练习任务
1. 请判断以下三项陈述是否与下方的页面摘录相符：(a) 栈大小被设为 0x00080000；(b) Capstone 以 64 位模式进行反汇编；(c) get_registers 返回的字典会读取段寄存器 fs。每项回答"是"或"否"，并原文引用起决定作用的语句。
2. 请一字不差地复述下方页面摘录中的一段，从“# 初始化 Capstone”开始，到“code = uc.mem_read(address, size)”结束。

页面摘录
CODE_ADDRESS = 0x74B000  # 0x6F8618  # Shellcode 的加载地址
STACK_ADDRESS = 0x0019C000  # 栈的起始地址（分配在高地址区域）
STACK_SIZE = 0x00080000  # 栈大小
ORIG_SP = STACK_ADDRESS + STACK_SIZE // 2
JUMP_BLOCK_RANGE = range(CODE_ADDRESS + 0x3fd0, CODE_ADDRESS + 0x137f0)

shellcode = open("shellcode.bin", "rb").read()

# 初始化 Unicorn 模拟器
mu = Uc(UC_ARCH_X86, UC_MODE_32)

# 映射内存
mu.mem_map(CODE_ADDRESS & ~0xFFF, ((len(shellcode) + 0xFFF) & ~0xFFF) + 0x1000)  # 为代码分配内存

mu.mem_map(STACK_ADDRESS, STACK_SIZE)  # 为栈分配内存

# 写入 Shellcode
mu.mem_write(CODE_ADDRESS, shellcode)

# 初始化栈指针（ESP 指向栈顶）
mu.reg_write(UC_X86_REG_ESP, STACK_ADDRESS + 0x0019F998 - 0x0019C000)

# 初始化 Capstone 用于反汇编
cs = Cs(CS_ARCH_X86, CS_MODE_32)



f = open("trace.txt", "w+")


class TraceInfo:
    def __init__(self, uc: unicorn.Uc, address, size):
        code = uc.mem_read(address, size)
        self.addr = address
        self.insn = next(cs.disasm(code, address))
        self.regs = self.get_registers(uc)
        self.regs_change = ""
        self.mem_change = ""

    def get_registers(self, uc: unicorn.Uc):
        return {
            'eax': uc.reg_read(UC_X86_REG_EAX),
            'ebx': uc.reg_read(UC_X86_REG_EBX),
            'ecx': uc.reg_read(UC_X86_REG_ECX),
            'edx': uc.reg_read(UC_X86_REG_EDX),
            'esi': uc.reg_read(UC_X86_REG_ESI),
            'edi': uc.reg_read(UC_X86_REG_EDI),
            'esp': uc.reg_read(UC_X86_REG_ESP),
            'ebp': uc.reg_read(UC_X86_REG_EBP),
            # 'eip': uc.reg_read(UC_X86_REG_EIP),
            'eflags': uc.reg_read(UC_X86_REG_EFLAGS),

            # 段寄存器（如需要可以添加调试信息）
            # 'cs': uc.reg_read(UC_X86_REG_CS),
            # 'ds': uc.reg_read(UC_X86_REG_DS),
            # 'es': uc.reg_read(UC_X86_REG_ES),
            # 'fs': uc.reg_read(UC_X86_REG_FS),
            # 'gs': uc.reg_read(UC_X86_REG_GS),
            # 'ss': uc.reg_read(UC_X86_REG_SS),
        }

    def set_regs_change(self, uc: unicorn.Uc):
        new_regs = self.get_registers(uc)
        diffs = []
        for reg, old_val in self.regs.items():
            new_val = new_regs[reg]
            if old_val != new_val:
                diffs.append(f"{reg}: {hex(old_val)}-> {hex(new_val)}")
        self.regs_change = " ".join(diffs)

    def set_mem_change(self, uc: unicorn.Uc, address, size, value):
        old_value = int.from_bytes(uc.mem_read(address, size), byteorder="little")

数据节选
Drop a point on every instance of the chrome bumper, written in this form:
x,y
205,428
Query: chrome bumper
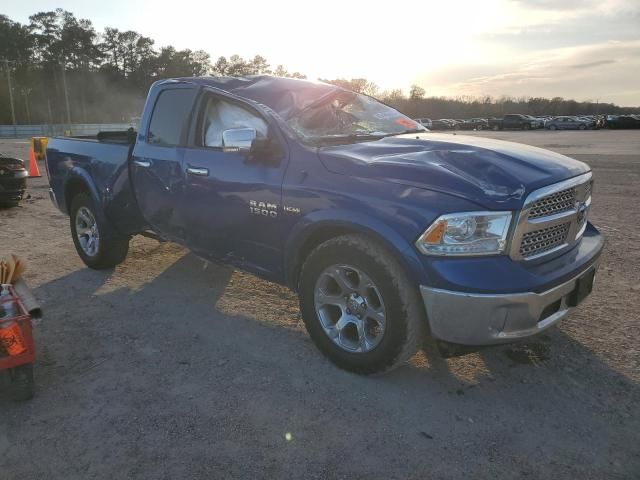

参考答案
1.
(a) 是："STACK_SIZE = 0x00080000  # 栈大小"
(b) 否："cs = Cs(CS_ARCH_X86, CS_MODE_32)"
(c) 否："# 'fs': uc.reg_read(UC_X86_REG_FS),"

2.
# 初始化 Capstone 用于反汇编
cs = Cs(CS_ARCH_X86, CS_MODE_32)



f = open("trace.txt", "w+")


class TraceInfo:
    def __init__(self, uc: unicorn.Uc, address, size):
        code = uc.mem_read(address, size)